Extrait du texte:
La plupart des résultats ont été vérifiés par l’outil informatique, mais si vous constatez une erreur, merci de contacter Mathis S.
Exercice 1 :
1a.
$g(x) = \frac{\left( 1 - \cos(x) \right)\ln\left( 1 + ex^{3} \right)}{x^{3}\tan(x)}$
$1 - \cos(x)\ \sim\frac{x^{2}}{2}$
$\ln\left( 1 + ex^{3} \right)\ \sim\ ex^{3}$
$\tan(x)\ \sim\ x$
$g(x)\ \sim\frac{ex}{2}$
1b.

Documents fournis:

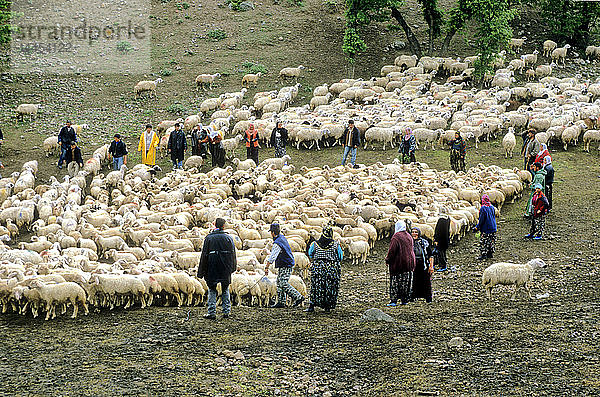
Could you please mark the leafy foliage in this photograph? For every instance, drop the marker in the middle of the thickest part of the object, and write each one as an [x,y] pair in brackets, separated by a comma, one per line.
[570,21]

Consigne:
Recopiez à l'identique, s'il vous plaît, la totalité de l'extrait de corrigé ci-dessus, sans modifier un seul caractère.

Réponse attendue:
La plupart des résultats ont été vérifiés par l’outil informatique, mais si vous constatez une erreur, merci de contacter Mathis S.
Exercice 1 :
1a.
$g(x) = \frac{\left( 1 - \cos(x) \right)\ln\left( 1 + ex^{3} \right)}{x^{3}\tan(x)}$
$1 - \cos(x)\ \sim\frac{x^{2}}{2}$
$\ln\left( 1 + ex^{3} \right)\ \sim\ ex^{3}$
$\tan(x)\ \sim\ x$
$g(x)\ \sim\frac{ex}{2}$
1b.